* Problem requirements *
Can you reproduce the passage on Goldman and Schnitzer word for word, everything from "Text courtesy of" down to "of Oregon life."?

* Source extract *
******

With only an eighth grade education, Goldman revolutionized supermarkets and retailing in America today. Other inventions include the grocery sacker, the folding inter-office basket carrier, and the handy milk bottle rack. Goldman also invented the baggage cart, which is seen today in every airport around the world.
Goldman was a philanthropist, a patron of the arts and contributed many works of art to Oklahoma institutions. He gave time and money to the National Conference of Christians and Jews at the Southwest Center for Human Relations at the University of Oklahoma, and received many honors, including the Eleanor Roosevelt Humanities Award in 1965.
Text courtesy of the Phil Goldfarb, President of the Jewish Genealogical Society of Tulsa.
OREGON
Harold J. Schnitzer, 1923-2011
Courtesy of The Oregonian, April 27, 2011
Schnitzer was one of Oregon's most powerful and wealthy men, and from one of its most prominent families. His professional and charitable activities touched nearly every corner of Oregon life.
Harold and his wife, Arlene have given more than $80 million since 1993, helping build up the Portland Art Museum, the Harold Schnitzer Diabetes Health Center at Oregon Health & Science University, and Judaic Studies programs at the University of Oregon and Portland State University. "We are losing a combination of vision, passion and wealth that has changed the face of every institution he's become part of," said longtime friend Bruce Guenther, chief curator of the Portland Art Museum. "No one is ready to step into Harold Schnitzer's shoes."

******

* Dataset *
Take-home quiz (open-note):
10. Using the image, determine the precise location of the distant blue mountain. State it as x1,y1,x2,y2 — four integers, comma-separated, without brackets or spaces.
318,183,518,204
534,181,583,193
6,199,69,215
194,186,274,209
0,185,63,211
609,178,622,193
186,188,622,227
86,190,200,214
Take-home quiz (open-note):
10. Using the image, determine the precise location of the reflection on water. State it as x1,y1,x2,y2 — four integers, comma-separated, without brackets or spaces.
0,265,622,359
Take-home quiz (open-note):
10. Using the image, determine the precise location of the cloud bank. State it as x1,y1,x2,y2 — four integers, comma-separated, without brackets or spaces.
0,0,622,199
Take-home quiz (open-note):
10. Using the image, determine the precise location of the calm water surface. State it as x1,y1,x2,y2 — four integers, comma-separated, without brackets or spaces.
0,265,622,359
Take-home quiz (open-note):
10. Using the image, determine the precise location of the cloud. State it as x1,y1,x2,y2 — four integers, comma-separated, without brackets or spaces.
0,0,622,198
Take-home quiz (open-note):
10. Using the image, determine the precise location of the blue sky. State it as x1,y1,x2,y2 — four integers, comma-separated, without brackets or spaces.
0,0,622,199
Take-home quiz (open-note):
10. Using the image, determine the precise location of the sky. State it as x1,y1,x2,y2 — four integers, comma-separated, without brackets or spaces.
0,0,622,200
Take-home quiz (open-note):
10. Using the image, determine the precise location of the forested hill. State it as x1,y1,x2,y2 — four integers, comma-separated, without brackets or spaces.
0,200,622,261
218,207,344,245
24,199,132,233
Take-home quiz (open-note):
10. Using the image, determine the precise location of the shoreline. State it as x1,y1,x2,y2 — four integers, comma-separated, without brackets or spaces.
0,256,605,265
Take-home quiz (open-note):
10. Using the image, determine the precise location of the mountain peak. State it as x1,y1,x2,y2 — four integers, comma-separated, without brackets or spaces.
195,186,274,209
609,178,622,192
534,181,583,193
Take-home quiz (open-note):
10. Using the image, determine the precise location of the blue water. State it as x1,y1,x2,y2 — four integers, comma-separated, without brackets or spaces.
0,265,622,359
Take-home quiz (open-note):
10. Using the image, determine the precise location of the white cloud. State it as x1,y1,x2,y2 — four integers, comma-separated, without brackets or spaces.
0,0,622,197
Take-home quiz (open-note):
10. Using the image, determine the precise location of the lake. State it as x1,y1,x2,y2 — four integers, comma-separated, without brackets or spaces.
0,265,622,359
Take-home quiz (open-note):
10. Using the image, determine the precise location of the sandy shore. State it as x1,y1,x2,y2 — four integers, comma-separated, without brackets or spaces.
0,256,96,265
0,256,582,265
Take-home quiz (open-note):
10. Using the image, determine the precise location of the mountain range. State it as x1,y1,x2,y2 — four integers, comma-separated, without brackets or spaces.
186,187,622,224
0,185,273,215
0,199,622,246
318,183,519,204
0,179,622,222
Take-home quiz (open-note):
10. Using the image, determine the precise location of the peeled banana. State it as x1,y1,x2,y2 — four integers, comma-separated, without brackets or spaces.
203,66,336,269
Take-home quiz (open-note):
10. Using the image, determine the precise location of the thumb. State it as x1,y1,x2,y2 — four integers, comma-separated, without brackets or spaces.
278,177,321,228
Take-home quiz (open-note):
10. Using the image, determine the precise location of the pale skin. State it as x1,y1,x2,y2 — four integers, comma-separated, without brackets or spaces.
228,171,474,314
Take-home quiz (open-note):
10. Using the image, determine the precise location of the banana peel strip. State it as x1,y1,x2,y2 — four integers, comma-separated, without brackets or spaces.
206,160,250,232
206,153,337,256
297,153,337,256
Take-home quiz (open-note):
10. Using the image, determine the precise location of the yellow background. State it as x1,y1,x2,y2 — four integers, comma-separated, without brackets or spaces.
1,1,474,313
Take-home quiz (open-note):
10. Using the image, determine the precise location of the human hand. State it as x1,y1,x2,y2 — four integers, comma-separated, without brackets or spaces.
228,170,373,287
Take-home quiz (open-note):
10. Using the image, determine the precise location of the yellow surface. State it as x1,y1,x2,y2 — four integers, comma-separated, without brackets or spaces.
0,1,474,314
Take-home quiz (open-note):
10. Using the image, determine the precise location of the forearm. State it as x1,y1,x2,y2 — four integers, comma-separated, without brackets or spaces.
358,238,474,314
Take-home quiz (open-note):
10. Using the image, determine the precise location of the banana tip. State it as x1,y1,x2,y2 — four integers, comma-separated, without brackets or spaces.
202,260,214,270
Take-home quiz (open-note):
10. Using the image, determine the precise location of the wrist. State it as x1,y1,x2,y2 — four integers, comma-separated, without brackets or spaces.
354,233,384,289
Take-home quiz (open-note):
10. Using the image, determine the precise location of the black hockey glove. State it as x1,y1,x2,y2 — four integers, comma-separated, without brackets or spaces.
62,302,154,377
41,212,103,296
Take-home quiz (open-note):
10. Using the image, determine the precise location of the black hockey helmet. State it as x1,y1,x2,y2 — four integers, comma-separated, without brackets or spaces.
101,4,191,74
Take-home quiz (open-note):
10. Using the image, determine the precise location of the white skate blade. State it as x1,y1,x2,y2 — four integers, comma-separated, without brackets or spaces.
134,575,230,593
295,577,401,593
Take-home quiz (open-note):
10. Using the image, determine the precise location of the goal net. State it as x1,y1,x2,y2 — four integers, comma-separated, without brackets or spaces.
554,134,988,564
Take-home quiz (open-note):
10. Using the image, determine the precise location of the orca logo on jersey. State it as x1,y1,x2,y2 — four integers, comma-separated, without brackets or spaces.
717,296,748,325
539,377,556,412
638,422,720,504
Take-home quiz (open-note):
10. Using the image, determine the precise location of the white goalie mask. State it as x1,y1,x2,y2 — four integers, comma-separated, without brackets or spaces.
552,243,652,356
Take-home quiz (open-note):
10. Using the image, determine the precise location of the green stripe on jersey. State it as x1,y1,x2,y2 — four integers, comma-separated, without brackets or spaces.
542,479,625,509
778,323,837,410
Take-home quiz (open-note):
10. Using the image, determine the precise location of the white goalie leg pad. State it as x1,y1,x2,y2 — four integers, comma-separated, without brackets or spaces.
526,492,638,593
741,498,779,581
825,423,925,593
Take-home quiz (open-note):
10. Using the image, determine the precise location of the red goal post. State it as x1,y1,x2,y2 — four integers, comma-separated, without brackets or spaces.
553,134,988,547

******

* Exercise output *
Text courtesy of the Phil Goldfarb, President of the Jewish Genealogical Society of Tulsa.
OREGON
Harold J. Schnitzer, 1923-2011
Courtesy of The Oregonian, April 27, 2011
Schnitzer was one of Oregon's most powerful and wealthy men, and from one of its most prominent families. His professional and charitable activities touched nearly every corner of Oregon life.